> _Work to be completed_: Nothing but the lines from the one containing "target: blurred lower-stand" through the last line of the data below should be returned, each copied exactly.

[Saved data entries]
- - - - -

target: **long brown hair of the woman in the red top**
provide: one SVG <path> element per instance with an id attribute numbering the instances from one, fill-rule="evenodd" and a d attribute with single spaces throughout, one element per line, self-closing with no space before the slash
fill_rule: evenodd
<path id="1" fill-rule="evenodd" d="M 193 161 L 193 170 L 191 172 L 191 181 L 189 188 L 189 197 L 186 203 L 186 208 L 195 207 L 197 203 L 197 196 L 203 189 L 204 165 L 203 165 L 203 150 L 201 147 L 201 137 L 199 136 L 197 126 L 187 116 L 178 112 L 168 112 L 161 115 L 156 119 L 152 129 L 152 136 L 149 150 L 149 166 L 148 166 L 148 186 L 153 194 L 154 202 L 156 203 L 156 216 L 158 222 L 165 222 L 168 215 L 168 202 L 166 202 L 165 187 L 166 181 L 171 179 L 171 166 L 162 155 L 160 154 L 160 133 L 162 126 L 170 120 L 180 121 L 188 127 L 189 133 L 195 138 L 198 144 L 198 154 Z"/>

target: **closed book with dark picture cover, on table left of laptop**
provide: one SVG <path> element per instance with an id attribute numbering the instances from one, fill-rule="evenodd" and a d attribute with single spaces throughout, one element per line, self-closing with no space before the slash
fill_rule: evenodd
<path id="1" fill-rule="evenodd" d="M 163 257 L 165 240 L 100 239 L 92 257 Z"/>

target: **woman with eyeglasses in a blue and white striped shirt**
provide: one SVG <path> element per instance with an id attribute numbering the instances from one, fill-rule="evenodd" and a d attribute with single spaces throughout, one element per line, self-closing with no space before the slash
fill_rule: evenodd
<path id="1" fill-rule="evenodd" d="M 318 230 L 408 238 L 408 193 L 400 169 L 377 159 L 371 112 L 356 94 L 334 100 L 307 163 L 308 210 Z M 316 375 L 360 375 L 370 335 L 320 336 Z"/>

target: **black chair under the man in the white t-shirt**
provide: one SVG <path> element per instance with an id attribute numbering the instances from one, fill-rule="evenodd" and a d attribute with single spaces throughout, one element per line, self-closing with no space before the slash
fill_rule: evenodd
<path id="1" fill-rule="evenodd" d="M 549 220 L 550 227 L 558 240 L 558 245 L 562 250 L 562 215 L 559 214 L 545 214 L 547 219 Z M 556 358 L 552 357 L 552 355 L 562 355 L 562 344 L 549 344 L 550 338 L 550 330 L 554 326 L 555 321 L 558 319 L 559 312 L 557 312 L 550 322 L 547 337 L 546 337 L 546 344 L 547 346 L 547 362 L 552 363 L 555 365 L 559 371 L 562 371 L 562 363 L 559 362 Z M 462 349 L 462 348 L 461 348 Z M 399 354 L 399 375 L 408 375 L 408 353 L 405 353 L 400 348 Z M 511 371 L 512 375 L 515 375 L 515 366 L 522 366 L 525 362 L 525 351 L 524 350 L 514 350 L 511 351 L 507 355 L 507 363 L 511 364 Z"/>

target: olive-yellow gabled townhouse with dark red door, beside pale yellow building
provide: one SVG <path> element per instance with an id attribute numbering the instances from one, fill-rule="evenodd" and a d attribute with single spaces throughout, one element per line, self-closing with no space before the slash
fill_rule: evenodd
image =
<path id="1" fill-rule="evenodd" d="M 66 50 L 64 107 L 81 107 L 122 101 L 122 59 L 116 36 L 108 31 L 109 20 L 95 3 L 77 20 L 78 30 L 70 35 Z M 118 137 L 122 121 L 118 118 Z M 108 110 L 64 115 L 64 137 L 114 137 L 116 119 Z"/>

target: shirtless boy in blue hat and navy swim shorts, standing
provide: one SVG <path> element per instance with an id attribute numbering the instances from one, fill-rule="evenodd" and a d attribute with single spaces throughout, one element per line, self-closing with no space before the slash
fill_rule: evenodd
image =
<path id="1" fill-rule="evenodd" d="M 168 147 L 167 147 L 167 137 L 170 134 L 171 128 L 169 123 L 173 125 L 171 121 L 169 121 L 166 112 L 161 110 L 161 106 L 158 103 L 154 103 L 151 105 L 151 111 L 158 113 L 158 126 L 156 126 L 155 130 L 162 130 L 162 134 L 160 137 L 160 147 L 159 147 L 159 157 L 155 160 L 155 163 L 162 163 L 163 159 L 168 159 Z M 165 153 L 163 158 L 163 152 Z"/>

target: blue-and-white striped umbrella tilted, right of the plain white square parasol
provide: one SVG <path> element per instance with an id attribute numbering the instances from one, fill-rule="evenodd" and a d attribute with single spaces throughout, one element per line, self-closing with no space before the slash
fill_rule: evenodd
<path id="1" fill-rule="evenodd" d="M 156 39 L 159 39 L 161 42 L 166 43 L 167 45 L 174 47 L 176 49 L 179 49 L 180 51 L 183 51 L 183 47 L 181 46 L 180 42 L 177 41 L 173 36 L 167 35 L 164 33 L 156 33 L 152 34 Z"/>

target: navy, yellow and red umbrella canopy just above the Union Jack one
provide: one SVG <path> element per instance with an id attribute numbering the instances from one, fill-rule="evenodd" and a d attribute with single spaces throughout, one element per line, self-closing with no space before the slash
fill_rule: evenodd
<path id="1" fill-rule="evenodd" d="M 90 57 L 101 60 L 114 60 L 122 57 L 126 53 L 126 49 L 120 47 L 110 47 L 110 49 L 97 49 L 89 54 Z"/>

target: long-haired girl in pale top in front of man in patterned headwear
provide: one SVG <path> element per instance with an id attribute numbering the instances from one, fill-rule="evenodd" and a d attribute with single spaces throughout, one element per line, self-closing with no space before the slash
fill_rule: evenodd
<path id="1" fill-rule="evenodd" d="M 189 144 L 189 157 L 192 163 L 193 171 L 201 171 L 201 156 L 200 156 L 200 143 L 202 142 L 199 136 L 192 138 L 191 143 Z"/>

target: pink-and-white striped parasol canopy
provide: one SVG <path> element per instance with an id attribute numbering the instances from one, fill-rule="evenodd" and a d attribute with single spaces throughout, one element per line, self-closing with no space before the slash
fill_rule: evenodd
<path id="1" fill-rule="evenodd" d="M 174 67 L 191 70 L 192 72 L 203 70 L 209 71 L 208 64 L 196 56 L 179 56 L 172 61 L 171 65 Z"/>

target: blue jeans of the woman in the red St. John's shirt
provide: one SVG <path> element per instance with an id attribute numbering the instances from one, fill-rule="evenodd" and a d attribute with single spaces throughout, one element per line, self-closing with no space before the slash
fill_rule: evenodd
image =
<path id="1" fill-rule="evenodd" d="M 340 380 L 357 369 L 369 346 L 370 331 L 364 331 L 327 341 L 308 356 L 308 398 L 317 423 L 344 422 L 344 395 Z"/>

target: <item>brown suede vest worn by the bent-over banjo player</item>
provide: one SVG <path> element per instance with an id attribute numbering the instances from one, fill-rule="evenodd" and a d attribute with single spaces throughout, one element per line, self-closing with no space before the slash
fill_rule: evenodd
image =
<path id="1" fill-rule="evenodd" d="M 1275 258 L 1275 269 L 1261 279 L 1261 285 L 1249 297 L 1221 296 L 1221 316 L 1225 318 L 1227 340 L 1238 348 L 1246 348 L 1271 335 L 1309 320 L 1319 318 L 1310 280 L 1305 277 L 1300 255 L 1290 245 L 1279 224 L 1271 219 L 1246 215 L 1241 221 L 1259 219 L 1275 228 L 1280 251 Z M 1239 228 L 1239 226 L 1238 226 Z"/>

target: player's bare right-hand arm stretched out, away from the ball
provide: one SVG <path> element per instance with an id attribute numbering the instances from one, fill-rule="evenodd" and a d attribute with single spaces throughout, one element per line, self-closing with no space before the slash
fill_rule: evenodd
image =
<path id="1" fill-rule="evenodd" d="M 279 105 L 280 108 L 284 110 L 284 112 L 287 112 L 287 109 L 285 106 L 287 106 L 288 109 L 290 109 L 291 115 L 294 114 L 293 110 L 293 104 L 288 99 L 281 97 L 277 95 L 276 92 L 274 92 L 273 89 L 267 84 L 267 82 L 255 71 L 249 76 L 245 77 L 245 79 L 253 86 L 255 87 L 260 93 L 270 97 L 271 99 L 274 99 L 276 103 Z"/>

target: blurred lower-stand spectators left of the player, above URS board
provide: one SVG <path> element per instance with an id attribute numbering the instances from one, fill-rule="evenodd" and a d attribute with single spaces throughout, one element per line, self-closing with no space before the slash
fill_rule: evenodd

- - - - -

> _Your solution_:
target: blurred lower-stand spectators left of the player, above URS board
provide: one SVG <path> element per instance with an id attribute numbering the instances from one, fill-rule="evenodd" and a d attribute with single spaces throughout, one element per line, self-closing with no space before the slash
fill_rule: evenodd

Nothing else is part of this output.